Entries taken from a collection
· · · ·

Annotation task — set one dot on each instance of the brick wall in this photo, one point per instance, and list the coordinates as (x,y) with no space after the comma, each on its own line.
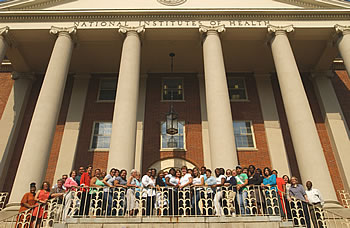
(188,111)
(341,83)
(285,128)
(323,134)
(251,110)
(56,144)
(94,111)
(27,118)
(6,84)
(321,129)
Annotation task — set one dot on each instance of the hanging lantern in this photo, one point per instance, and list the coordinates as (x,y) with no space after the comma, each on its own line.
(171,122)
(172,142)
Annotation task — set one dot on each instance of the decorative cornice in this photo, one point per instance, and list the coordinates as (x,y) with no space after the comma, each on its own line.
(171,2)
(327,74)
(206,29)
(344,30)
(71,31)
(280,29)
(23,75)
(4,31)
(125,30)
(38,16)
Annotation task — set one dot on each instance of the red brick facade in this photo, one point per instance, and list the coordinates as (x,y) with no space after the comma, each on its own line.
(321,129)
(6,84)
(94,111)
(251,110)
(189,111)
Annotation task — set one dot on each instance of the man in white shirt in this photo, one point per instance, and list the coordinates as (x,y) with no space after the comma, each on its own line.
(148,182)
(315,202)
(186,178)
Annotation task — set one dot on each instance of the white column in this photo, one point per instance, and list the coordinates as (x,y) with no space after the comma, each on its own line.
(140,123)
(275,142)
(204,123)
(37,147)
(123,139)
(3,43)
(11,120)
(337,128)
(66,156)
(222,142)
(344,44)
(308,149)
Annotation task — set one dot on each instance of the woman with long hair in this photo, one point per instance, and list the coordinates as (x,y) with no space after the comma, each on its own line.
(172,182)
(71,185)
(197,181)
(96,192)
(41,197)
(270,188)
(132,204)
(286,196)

· · · ·

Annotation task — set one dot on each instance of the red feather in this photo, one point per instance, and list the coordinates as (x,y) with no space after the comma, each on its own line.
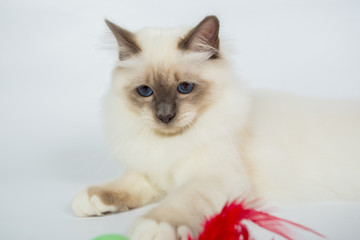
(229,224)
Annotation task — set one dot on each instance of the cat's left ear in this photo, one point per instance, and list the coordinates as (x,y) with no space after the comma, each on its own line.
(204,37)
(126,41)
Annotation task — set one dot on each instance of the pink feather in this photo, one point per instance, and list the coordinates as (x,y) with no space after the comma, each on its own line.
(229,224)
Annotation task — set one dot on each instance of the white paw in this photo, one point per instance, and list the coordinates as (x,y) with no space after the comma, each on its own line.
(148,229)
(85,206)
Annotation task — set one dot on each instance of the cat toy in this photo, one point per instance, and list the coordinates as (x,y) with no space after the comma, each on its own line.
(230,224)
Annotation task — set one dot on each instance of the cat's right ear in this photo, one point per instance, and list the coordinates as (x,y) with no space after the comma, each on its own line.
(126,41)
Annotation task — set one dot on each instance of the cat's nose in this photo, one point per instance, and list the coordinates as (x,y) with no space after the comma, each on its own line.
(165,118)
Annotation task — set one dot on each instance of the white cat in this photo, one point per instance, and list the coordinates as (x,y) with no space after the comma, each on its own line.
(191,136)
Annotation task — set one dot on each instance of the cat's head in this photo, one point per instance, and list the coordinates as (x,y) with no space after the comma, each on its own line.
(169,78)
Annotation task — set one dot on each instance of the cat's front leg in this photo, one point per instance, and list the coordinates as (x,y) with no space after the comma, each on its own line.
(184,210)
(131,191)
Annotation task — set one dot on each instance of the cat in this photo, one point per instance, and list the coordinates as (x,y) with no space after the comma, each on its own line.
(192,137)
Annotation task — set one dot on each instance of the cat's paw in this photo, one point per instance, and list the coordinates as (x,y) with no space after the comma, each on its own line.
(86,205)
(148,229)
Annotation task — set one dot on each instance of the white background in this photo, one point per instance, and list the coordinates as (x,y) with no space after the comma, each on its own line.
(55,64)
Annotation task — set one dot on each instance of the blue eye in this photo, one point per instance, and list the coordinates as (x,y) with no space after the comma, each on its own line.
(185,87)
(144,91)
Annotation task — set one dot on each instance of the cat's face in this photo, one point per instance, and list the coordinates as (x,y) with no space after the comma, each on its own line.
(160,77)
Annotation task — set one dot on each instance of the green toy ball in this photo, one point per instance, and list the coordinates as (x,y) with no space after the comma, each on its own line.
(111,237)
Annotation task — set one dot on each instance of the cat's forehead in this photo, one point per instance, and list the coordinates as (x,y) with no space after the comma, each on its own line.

· · · ·

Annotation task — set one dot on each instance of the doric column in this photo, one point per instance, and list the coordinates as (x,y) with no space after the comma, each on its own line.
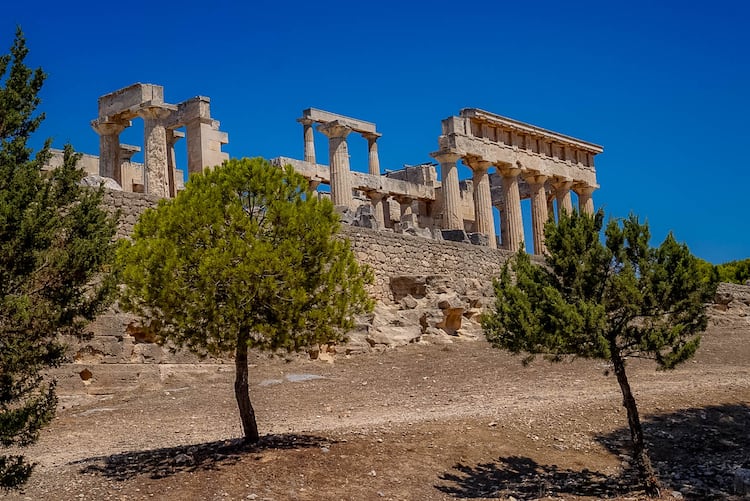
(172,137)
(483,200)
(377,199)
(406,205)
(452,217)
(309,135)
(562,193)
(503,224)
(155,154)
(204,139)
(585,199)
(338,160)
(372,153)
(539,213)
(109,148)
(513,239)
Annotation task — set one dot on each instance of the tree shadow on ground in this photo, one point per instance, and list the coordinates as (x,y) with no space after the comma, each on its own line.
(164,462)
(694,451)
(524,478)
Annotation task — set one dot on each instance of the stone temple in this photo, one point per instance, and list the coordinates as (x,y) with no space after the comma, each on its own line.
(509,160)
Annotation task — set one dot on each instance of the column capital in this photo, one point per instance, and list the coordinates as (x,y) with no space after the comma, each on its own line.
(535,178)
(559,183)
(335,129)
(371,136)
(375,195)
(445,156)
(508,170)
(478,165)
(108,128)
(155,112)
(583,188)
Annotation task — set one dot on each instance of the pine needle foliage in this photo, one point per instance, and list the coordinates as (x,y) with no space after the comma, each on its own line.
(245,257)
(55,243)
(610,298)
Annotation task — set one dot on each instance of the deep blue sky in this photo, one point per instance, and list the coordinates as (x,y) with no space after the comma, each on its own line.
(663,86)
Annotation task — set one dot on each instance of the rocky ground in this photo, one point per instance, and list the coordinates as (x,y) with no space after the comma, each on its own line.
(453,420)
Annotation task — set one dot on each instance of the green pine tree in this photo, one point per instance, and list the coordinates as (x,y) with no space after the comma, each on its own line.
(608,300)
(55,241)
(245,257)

· · · ·

Work instructions = Using the data above, reproduce exactly the lines from the line that contains "of the blue" through the line that contains "the cat's forehead", including both.

Finished exercise =
Annotation task — set one dot on each instance of the blue eye in this photo, one point per instance, and list the coordinates as (x,y) with no space after the comma, each on its own line.
(185,87)
(144,91)
Annotation task — set one dot on each instance of the cat's face in this photo, one point per instance, and list the coordinates as (x,y) with no space after the comma, each on its own line.
(160,77)
Annotation task — set one dot on each instance of the green toy ball in this photo, one point per instance, and list the coordinates as (x,y) with no space after the comma, each on its own line.
(111,237)
Annotation task — set one dot on each instance of the cat's forehead in this photo, one point per instance, and list the coordinates as (x,y) with no space after the comma, each on its own line.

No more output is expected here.